The answer must be the full listing, written out exactly.

::::::::

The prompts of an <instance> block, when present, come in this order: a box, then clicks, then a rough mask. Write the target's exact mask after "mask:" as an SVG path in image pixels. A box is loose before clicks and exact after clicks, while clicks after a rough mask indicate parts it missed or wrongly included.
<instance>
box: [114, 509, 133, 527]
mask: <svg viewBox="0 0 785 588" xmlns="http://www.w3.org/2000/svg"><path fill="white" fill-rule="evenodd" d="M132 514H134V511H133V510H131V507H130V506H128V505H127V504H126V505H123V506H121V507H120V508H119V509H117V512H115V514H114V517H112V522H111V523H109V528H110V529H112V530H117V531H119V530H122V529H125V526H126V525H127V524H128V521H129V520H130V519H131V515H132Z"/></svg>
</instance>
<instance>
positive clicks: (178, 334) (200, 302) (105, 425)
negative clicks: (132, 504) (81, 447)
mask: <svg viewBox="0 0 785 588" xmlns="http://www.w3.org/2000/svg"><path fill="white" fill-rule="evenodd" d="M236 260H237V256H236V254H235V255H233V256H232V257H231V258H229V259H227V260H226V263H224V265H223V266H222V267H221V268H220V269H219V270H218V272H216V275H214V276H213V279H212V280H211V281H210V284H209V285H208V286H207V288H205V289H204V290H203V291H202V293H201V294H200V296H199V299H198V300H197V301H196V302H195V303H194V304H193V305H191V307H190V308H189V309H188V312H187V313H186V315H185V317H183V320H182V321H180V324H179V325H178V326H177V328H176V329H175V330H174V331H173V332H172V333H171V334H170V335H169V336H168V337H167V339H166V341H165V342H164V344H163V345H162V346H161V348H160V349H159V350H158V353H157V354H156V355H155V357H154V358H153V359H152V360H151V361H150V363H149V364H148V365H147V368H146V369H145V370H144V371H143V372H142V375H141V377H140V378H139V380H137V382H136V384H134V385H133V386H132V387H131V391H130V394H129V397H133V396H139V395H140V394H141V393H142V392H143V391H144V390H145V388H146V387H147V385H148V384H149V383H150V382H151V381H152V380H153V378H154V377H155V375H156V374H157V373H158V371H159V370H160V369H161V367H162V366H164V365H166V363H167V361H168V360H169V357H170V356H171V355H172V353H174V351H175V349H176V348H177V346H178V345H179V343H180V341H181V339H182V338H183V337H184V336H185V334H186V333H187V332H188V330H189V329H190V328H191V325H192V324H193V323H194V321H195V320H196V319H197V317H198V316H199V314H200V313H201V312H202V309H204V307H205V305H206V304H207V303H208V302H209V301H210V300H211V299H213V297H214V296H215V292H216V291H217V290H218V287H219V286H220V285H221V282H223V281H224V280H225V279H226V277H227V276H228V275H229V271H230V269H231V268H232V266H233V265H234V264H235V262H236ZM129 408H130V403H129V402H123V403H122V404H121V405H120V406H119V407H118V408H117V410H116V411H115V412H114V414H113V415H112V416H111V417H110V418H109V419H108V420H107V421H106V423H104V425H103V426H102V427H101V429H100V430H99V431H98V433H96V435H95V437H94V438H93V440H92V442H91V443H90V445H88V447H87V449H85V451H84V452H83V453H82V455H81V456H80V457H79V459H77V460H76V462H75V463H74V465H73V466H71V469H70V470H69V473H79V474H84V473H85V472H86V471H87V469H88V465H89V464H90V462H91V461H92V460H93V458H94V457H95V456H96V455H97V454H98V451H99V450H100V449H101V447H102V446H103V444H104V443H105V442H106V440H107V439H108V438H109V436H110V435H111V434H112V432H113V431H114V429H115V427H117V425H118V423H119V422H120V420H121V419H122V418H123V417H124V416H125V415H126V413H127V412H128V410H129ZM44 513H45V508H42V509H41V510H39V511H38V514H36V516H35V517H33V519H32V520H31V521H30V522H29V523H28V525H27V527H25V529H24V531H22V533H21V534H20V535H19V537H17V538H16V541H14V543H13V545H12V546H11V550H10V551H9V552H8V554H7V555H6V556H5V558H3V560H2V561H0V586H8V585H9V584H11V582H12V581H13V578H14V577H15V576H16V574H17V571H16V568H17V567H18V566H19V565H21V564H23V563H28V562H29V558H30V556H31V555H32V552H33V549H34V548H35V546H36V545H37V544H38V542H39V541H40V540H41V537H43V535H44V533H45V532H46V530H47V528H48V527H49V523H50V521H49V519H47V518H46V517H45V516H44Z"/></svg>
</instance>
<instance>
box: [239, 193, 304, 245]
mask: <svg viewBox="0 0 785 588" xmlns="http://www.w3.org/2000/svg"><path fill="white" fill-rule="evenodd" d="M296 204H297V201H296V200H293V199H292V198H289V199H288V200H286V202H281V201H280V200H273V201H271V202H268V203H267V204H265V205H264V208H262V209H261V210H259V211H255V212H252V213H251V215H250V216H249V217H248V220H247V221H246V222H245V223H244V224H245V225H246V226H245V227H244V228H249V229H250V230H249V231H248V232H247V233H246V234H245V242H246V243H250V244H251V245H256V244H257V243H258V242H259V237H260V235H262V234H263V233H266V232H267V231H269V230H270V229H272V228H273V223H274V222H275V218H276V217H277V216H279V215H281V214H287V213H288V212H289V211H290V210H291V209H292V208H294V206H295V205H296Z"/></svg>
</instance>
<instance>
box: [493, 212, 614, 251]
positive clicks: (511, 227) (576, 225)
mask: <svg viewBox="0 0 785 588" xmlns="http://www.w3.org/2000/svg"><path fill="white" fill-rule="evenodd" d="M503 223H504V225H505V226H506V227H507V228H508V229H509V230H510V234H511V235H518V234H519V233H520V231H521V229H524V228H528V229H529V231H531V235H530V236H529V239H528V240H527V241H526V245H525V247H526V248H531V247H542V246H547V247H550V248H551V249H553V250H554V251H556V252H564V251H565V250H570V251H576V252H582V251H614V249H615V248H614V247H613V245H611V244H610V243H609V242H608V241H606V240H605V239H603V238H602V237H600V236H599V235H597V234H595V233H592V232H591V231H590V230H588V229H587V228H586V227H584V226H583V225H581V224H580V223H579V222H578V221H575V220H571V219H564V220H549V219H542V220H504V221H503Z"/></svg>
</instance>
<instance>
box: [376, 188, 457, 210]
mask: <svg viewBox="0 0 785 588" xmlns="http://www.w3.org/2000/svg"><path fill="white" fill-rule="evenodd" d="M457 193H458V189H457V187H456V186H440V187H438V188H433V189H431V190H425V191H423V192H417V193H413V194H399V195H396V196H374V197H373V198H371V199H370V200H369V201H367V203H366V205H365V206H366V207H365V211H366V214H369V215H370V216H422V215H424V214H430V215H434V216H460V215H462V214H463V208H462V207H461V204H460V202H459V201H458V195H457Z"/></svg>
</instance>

::::::::

EXERCISE OUTPUT —
The prompts of an <instance> block, when present, come in this order: a box, then clicks, then a rough mask. Write the target's exact mask after "mask:" as an SVG path in image pixels. A box is loose before clicks and exact after clicks, while clicks after a rough mask indicate parts it missed or wrongly included.
<instance>
box: [114, 509, 133, 527]
mask: <svg viewBox="0 0 785 588" xmlns="http://www.w3.org/2000/svg"><path fill="white" fill-rule="evenodd" d="M132 514H134V511H133V510H131V507H130V506H128V505H127V504H126V505H123V506H121V507H120V508H119V509H117V512H115V514H114V517H112V522H111V523H109V528H110V529H112V530H117V531H119V530H122V529H125V526H126V525H127V524H128V521H129V520H130V519H131V515H132Z"/></svg>
</instance>
<instance>
positive clicks: (178, 334) (200, 302) (105, 425)
negative clicks: (132, 504) (81, 447)
mask: <svg viewBox="0 0 785 588" xmlns="http://www.w3.org/2000/svg"><path fill="white" fill-rule="evenodd" d="M236 260H237V256H236V254H235V255H233V256H232V257H231V258H229V259H227V260H226V263H224V265H223V266H222V267H221V268H220V269H219V270H218V272H216V275H214V276H213V279H212V280H211V281H210V284H209V285H208V286H207V288H205V289H204V290H203V291H202V293H201V294H200V296H199V299H198V300H197V301H196V302H195V303H194V304H193V305H191V307H190V308H189V309H188V312H187V313H186V315H185V317H183V320H182V321H180V324H179V325H178V326H177V328H176V329H175V330H174V331H173V332H172V333H171V334H170V335H169V336H168V337H167V339H166V341H165V342H164V344H163V345H162V346H161V348H160V349H159V350H158V353H157V354H156V355H155V357H154V358H153V359H152V360H151V361H150V363H149V364H148V365H147V368H146V369H145V370H144V371H143V372H142V375H141V377H140V378H139V380H137V382H136V384H134V385H133V386H132V387H131V391H130V394H129V397H133V396H139V395H140V394H141V393H142V392H143V391H144V390H145V388H146V387H147V385H148V384H149V383H150V382H151V381H152V380H153V378H154V377H155V375H156V374H157V373H158V371H159V370H160V369H161V367H162V366H164V365H166V363H167V361H168V360H169V357H170V356H171V355H172V353H174V351H175V349H176V348H177V346H178V345H179V343H180V341H181V339H182V338H183V337H184V336H185V334H186V333H187V332H188V330H189V329H190V328H191V325H192V324H193V323H194V321H195V320H196V319H197V317H198V316H199V314H200V313H201V312H202V309H204V307H205V305H206V304H207V303H208V302H209V301H210V300H211V299H213V297H214V296H215V292H216V291H217V290H218V287H219V286H220V285H221V282H223V281H224V280H225V279H226V277H227V276H228V275H229V271H230V269H231V268H232V266H233V265H234V264H235V262H236ZM129 408H130V403H129V402H123V403H122V404H121V405H120V406H119V407H118V408H117V410H116V411H115V412H114V414H113V415H112V416H111V417H110V418H109V419H108V420H107V421H106V423H104V425H103V426H102V427H101V429H100V430H99V431H98V433H96V435H95V437H94V438H93V440H92V442H91V443H90V445H88V447H87V449H85V451H84V452H83V453H82V455H81V456H80V457H79V459H77V460H76V462H75V463H74V465H73V466H71V469H70V470H69V473H79V474H84V473H85V472H86V471H87V469H88V465H89V464H90V462H91V461H92V460H93V458H94V457H95V456H96V455H97V454H98V451H99V450H100V449H101V447H102V446H103V444H104V443H105V442H106V440H107V439H108V438H109V436H110V435H111V434H112V432H113V431H114V429H115V427H117V425H118V423H119V422H120V420H121V419H122V418H123V417H124V416H125V415H126V413H127V412H128V410H129ZM44 513H45V508H42V509H41V510H39V511H38V514H36V516H35V517H33V519H32V520H31V521H30V522H29V523H28V525H27V527H25V529H24V531H22V533H21V534H20V535H19V537H17V538H16V541H14V543H13V545H12V546H11V550H10V551H9V552H8V554H7V555H6V556H5V558H3V560H2V561H0V586H8V585H9V584H11V582H12V581H13V578H14V577H15V576H16V574H17V571H16V568H17V567H18V566H19V565H21V564H23V563H28V562H29V558H30V556H31V555H32V552H33V549H34V548H35V546H36V545H37V544H38V542H39V541H40V540H41V537H43V535H44V533H45V532H46V530H47V528H48V527H49V523H50V521H49V519H47V518H46V517H45V516H44Z"/></svg>
</instance>
<instance>
box: [239, 193, 304, 245]
mask: <svg viewBox="0 0 785 588" xmlns="http://www.w3.org/2000/svg"><path fill="white" fill-rule="evenodd" d="M296 204H297V201H296V200H293V199H292V198H289V199H288V200H286V202H281V201H280V200H273V201H271V202H268V203H267V204H265V205H264V208H262V209H261V210H259V211H255V212H252V213H251V215H250V216H249V217H248V220H247V221H246V222H245V223H244V224H245V225H246V226H245V227H244V228H249V229H250V230H249V231H248V232H247V233H246V234H245V242H246V243H250V244H251V245H256V244H257V243H258V242H259V237H260V235H262V234H263V233H266V232H267V231H269V230H270V229H272V228H273V223H274V222H275V218H276V217H277V216H279V215H281V214H287V213H288V212H289V211H290V210H291V209H292V208H294V206H295V205H296Z"/></svg>
</instance>
<instance>
box: [493, 212, 614, 251]
positive clicks: (511, 227) (576, 225)
mask: <svg viewBox="0 0 785 588" xmlns="http://www.w3.org/2000/svg"><path fill="white" fill-rule="evenodd" d="M503 223H504V225H505V226H506V227H507V228H508V229H509V230H510V234H511V235H518V234H519V233H520V231H521V229H524V228H528V229H529V231H531V235H530V236H529V239H528V240H527V241H526V245H525V247H526V248H531V247H542V246H547V247H550V248H551V249H553V250H554V251H556V252H564V251H565V250H570V251H576V252H582V251H614V249H615V248H614V247H613V245H611V244H610V243H609V242H608V241H606V240H605V239H603V238H602V237H600V236H599V235H597V234H595V233H592V232H591V231H590V230H588V229H587V228H586V227H584V226H583V225H581V224H580V223H579V222H578V221H575V220H571V219H564V220H549V219H542V220H504V221H503Z"/></svg>
</instance>
<instance>
box: [376, 188, 457, 210]
mask: <svg viewBox="0 0 785 588" xmlns="http://www.w3.org/2000/svg"><path fill="white" fill-rule="evenodd" d="M457 193H458V189H457V187H456V186H440V187H438V188H433V189H431V190H425V191H423V192H417V193H413V194H399V195H396V196H374V197H373V198H371V199H370V200H369V201H367V203H366V205H365V206H366V207H365V211H366V214H369V215H370V216H422V215H424V214H430V215H434V216H460V215H462V214H463V208H462V207H461V204H460V202H459V201H458V195H457Z"/></svg>
</instance>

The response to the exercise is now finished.